- Bounding box annotation entries
════════

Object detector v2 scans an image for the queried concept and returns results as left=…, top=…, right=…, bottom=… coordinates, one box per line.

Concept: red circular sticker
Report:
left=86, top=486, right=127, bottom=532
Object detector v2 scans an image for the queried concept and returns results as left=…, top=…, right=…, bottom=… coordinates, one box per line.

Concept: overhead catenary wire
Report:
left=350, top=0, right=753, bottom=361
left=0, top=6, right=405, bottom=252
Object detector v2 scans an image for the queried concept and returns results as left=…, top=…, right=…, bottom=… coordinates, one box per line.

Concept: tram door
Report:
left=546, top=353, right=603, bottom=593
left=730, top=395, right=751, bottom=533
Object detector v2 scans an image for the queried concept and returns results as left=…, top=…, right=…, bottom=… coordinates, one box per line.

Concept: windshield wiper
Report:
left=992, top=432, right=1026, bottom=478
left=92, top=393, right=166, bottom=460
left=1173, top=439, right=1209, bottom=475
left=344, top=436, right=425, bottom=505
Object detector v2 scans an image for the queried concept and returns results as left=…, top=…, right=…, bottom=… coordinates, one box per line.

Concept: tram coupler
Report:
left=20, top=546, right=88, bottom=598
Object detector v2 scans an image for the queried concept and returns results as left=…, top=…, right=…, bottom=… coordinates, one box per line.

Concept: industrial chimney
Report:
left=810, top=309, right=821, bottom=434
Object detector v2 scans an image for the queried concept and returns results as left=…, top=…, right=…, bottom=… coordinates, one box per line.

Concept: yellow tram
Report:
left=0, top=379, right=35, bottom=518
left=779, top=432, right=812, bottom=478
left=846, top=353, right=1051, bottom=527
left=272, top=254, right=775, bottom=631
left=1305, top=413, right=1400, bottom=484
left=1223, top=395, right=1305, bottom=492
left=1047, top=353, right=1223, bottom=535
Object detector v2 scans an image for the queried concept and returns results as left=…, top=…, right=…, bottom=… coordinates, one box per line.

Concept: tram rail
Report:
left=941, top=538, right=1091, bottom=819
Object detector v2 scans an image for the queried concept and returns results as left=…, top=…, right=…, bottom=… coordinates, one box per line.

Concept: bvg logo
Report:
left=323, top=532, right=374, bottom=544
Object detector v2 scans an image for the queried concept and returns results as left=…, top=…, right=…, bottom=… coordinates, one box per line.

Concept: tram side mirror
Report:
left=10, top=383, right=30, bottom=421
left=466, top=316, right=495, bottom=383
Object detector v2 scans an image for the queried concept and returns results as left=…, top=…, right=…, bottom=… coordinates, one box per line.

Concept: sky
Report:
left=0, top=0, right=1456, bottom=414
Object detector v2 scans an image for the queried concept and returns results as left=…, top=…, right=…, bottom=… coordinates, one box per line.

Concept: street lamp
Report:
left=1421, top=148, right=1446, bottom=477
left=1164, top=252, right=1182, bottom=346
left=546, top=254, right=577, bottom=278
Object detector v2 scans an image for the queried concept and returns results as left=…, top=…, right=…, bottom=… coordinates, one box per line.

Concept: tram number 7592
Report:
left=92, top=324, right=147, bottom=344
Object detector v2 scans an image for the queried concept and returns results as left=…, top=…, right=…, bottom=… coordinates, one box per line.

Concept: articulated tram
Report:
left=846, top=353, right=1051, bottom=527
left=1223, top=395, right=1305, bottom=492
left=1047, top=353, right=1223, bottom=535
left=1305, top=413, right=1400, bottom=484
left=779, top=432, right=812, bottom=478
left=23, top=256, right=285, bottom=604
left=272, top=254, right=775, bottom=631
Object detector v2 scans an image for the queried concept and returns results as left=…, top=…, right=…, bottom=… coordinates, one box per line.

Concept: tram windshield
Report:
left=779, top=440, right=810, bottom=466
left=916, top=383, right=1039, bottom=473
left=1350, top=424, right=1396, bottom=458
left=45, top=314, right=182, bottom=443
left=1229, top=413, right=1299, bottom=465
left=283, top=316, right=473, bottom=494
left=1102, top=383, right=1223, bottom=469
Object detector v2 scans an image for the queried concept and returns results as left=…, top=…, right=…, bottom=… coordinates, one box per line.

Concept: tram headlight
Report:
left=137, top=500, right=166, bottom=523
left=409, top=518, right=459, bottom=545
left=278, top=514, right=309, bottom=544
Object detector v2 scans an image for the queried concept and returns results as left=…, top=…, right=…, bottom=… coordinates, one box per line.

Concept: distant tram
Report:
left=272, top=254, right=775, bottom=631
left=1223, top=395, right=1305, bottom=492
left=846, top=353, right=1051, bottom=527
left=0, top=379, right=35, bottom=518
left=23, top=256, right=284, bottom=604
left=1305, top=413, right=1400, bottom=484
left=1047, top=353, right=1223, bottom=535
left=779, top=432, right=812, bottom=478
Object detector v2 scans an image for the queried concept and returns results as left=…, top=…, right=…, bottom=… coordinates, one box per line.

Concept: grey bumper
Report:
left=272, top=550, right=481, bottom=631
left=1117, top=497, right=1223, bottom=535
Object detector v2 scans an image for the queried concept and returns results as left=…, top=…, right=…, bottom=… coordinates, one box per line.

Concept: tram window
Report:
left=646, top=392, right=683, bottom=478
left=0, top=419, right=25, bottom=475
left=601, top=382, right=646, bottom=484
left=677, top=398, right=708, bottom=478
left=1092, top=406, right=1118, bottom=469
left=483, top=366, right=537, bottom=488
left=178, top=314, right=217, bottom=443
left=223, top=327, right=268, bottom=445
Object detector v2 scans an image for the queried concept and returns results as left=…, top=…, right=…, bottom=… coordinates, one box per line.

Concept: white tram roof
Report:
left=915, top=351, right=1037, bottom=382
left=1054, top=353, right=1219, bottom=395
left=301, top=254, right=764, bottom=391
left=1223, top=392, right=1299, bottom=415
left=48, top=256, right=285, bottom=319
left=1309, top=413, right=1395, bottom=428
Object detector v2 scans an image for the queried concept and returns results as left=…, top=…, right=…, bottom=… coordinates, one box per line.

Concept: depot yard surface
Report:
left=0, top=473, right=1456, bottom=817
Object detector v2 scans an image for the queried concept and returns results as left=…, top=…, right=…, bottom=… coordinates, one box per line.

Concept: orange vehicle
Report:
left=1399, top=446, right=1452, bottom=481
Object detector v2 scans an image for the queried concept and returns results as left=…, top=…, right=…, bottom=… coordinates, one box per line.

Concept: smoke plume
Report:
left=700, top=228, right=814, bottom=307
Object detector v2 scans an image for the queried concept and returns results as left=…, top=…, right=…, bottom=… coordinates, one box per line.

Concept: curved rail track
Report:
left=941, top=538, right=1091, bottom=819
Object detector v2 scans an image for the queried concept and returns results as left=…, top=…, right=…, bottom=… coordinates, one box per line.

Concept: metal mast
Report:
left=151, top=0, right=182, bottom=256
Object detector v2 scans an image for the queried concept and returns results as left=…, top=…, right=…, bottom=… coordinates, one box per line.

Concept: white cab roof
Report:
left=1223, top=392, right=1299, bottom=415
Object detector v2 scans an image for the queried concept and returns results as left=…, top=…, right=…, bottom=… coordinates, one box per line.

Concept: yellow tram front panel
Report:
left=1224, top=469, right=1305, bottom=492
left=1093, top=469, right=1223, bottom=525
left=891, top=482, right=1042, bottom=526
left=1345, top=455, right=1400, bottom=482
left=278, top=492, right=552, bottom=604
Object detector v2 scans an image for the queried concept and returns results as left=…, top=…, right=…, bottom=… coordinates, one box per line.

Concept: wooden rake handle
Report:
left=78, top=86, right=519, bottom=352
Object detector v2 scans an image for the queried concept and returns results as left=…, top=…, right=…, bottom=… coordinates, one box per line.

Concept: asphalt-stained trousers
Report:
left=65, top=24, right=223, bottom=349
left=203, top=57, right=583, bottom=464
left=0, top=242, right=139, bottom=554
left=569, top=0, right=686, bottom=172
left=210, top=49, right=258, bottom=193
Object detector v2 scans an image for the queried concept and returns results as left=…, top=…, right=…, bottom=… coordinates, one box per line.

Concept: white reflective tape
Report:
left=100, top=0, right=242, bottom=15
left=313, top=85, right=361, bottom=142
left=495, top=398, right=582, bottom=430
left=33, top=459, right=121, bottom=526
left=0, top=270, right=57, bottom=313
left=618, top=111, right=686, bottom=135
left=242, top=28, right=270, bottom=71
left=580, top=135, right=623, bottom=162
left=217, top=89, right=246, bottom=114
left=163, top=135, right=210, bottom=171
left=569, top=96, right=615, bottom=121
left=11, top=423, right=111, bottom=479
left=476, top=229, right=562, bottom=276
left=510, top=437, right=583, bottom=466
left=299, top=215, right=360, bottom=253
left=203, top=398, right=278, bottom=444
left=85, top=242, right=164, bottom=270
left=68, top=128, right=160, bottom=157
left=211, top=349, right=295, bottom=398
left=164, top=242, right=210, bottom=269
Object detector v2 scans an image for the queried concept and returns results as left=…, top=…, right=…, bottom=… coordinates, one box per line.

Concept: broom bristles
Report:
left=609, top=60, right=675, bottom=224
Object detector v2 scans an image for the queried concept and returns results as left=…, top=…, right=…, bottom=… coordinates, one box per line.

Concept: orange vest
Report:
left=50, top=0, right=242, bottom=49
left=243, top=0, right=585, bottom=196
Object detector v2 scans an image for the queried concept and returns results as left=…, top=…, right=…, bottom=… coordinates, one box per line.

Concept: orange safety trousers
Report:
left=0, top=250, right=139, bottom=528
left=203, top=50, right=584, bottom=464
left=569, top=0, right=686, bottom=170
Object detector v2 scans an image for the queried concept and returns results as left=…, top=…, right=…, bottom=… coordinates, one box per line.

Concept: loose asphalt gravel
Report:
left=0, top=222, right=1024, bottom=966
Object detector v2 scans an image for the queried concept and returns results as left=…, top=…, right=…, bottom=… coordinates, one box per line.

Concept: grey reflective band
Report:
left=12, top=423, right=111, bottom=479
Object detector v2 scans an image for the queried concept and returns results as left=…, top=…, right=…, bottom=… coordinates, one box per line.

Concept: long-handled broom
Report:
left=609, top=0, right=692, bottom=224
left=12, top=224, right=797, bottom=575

════════

- Work to be completed
Output the material word for word, starting at its first line and continuing through the line containing "left=810, top=309, right=821, bottom=434", including that line.

- Answer to the task
Object detector v2 scans an image for the queried concept and returns results as left=…, top=…, right=…, bottom=… coordinates, one box per line.

Concept: red circular sticker
Report:
left=86, top=486, right=127, bottom=532
Object detector v2 scans an image for the queried concept and returns results as left=…, top=…, right=…, bottom=… coordinates, one box per line.

Concept: overhead catenary wire
Report:
left=350, top=0, right=753, bottom=361
left=0, top=6, right=405, bottom=252
Object detector v2 scans an image for the queried concept and returns results as left=…, top=…, right=…, bottom=… coordinates, one box per line.

Concept: tram door
Report:
left=546, top=353, right=603, bottom=593
left=730, top=395, right=751, bottom=533
Object detector v2 scans an image for the queried concept and returns results as left=…, top=…, right=…, bottom=… coordinates, one box per line.

Concept: windshield wiper
Report:
left=992, top=432, right=1026, bottom=478
left=92, top=393, right=166, bottom=460
left=1173, top=439, right=1209, bottom=475
left=344, top=436, right=425, bottom=505
Object detector v2 scans an image for the queried concept and returns results as left=…, top=…, right=…, bottom=… coordinates, one box per line.

Concept: tram coupler
Report:
left=20, top=546, right=88, bottom=598
Object detector v2 scans an image for the queried concept and returns results as left=…, top=…, right=…, bottom=… coordinates, one box per line.

Concept: industrial chimney
Report:
left=810, top=309, right=821, bottom=434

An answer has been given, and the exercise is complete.